● Direction: Reproduce the listing below word for word, leaving out the pictures.

● Records provided:

*-*-*

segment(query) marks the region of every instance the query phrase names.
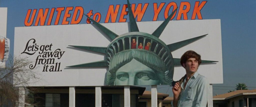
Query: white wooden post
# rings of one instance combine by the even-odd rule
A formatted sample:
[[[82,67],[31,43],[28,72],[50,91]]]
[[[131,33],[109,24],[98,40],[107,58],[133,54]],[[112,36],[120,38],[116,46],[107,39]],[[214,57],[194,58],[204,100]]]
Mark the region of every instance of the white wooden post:
[[[130,107],[131,106],[130,94],[130,86],[124,86],[124,107]]]
[[[76,91],[74,87],[69,87],[69,106],[76,106]]]
[[[159,100],[159,107],[162,107],[163,106],[163,100]]]
[[[213,106],[213,102],[212,100],[212,84],[210,84],[209,92],[208,92],[208,104],[207,104],[208,107]]]
[[[152,107],[157,106],[157,86],[151,86],[151,106]]]
[[[25,106],[25,89],[24,87],[19,87],[19,107]]]
[[[95,87],[95,107],[101,107],[101,87]]]

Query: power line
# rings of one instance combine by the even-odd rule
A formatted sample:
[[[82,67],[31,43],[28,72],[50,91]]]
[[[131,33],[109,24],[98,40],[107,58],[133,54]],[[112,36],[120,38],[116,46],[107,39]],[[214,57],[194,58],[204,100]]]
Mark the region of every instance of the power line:
[[[212,87],[230,87],[230,88],[236,88],[236,87],[230,87],[230,86],[213,86]],[[247,87],[246,88],[256,88],[256,87]]]

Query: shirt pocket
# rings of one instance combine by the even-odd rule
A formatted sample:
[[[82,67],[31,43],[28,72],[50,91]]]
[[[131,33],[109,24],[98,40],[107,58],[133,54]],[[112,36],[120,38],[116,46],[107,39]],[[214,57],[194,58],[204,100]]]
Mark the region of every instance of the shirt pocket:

*-*-*

● In response:
segment(query) marks the region of every instance the query phrase names.
Query: white wooden post
# rings of one instance combine by the even-odd rule
A formatted sample:
[[[82,67],[31,43],[28,72],[50,91]]]
[[[131,33],[109,24],[98,40],[107,58],[133,54]],[[112,36],[120,38],[116,46],[107,39]],[[214,57],[194,58],[204,100]]]
Mark the region of every instance of the white wooden post:
[[[130,107],[131,106],[130,94],[130,86],[124,86],[124,107]]]
[[[76,91],[74,87],[69,87],[69,106],[76,106]]]
[[[159,100],[159,107],[162,107],[163,106],[163,100]]]
[[[213,106],[213,102],[212,100],[212,84],[210,84],[209,92],[208,92],[208,104],[207,104],[208,107]]]
[[[152,107],[157,106],[157,86],[151,86],[151,106]]]
[[[25,106],[25,89],[24,87],[19,87],[19,107]]]
[[[95,87],[95,107],[101,107],[101,87]]]

Query: power line
# rings of one instance combine by the even-odd rule
A formatted sample:
[[[82,67],[31,43],[28,72],[50,91]]]
[[[131,33],[109,24],[98,40],[107,58],[133,54]],[[112,36],[120,38],[116,46],[107,39]],[[214,57],[194,58],[204,100]]]
Mark the region of every instance of the power line:
[[[212,87],[230,87],[230,88],[236,88],[236,87],[230,87],[230,86],[213,86]],[[247,87],[246,88],[256,88],[256,87]]]

Query: shirt pocket
# rings of one instance combine by the even-odd rule
A formatted sample:
[[[82,67],[31,43],[28,72],[50,91]]]
[[[131,33],[109,24],[98,40],[107,58],[133,54]],[[112,36],[120,38],[116,46],[107,39]],[[214,57],[194,58],[204,100]]]
Mark the region of every instance of the shirt pocket:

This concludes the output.